BEGIN Dataset excerpts

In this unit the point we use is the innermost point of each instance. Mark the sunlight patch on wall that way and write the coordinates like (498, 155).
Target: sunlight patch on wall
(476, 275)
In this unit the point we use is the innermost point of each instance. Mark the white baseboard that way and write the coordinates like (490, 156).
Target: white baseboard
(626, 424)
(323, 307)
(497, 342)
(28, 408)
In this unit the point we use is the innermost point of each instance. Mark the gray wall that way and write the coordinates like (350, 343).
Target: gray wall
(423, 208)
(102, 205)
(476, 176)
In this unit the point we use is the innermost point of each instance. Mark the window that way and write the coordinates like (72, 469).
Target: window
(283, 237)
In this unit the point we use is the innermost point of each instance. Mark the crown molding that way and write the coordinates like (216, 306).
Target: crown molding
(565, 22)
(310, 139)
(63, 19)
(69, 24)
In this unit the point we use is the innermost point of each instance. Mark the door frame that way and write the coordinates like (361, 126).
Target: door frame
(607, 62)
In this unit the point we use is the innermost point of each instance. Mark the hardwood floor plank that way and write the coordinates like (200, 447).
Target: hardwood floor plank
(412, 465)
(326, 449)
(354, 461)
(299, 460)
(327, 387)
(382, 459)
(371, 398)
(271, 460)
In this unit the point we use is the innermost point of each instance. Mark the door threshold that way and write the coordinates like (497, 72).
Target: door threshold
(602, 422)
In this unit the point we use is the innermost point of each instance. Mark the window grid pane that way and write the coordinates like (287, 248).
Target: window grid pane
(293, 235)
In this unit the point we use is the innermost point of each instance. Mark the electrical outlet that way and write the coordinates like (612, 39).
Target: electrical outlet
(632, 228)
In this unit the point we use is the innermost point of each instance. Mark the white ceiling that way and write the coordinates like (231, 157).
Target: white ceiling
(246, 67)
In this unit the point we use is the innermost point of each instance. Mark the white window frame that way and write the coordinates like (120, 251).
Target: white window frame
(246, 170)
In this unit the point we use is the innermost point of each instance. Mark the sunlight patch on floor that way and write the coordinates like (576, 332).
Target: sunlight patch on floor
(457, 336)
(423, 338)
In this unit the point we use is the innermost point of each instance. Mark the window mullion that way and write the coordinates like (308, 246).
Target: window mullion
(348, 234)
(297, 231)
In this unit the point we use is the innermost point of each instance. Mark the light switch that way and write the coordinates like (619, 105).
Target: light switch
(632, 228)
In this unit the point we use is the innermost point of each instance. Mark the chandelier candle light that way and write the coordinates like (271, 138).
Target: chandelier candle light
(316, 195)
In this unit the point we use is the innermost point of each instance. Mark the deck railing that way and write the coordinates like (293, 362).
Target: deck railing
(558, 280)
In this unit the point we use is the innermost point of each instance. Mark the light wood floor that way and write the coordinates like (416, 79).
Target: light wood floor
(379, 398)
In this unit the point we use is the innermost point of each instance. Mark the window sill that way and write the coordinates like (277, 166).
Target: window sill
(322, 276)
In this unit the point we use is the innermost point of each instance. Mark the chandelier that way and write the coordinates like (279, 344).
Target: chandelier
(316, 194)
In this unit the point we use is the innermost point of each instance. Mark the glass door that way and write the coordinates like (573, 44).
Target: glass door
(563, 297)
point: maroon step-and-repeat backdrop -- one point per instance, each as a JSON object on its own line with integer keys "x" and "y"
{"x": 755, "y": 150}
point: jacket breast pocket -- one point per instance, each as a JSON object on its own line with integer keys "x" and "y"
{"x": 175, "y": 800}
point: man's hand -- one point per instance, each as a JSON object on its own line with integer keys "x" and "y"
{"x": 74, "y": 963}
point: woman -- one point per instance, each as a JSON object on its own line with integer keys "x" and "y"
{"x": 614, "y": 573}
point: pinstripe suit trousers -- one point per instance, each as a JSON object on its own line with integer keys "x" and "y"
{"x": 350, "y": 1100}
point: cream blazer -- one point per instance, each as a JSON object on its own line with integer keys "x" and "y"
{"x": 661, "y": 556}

END Dataset excerpts

◆ Assignment ◆
Return the lines from the line containing "Target: window sill" to the end of the entries above, exactly as they appear and with no other output.

◆ Solution to this task ◆
Target: window sill
(322, 276)
In this unit the point we use is the innermost point of each instance. Mark the chandelier that way and write the coordinates like (279, 344).
Target: chandelier
(316, 194)
In this unit the point we use is the innermost point of each instance. Mark the glass door that way and write the coordinates like (573, 44).
Target: glass door
(563, 297)
point: maroon step-and-repeat backdrop -- one point per instance, each as a JSON object on its own line with integer keys "x" and "y"
{"x": 755, "y": 150}
point: jacket breast pocket -- one point per instance, each as a JSON object on its own line with integer keys "x" and "y"
{"x": 175, "y": 800}
point: man's hand -- one point per instance, each as a JSON object on its own line with integer keys "x" and "y"
{"x": 74, "y": 963}
point: woman -- one point per instance, each as a JSON object on its own line with integer keys "x" and "y"
{"x": 614, "y": 573}
point: pinstripe suit trousers -- one point per instance, each as a JSON object on its own line with integer keys "x" and "y"
{"x": 350, "y": 1100}
point: cream blazer -- one point per instance, each as a JSON object on its own line with integer keys "x" and "y"
{"x": 661, "y": 556}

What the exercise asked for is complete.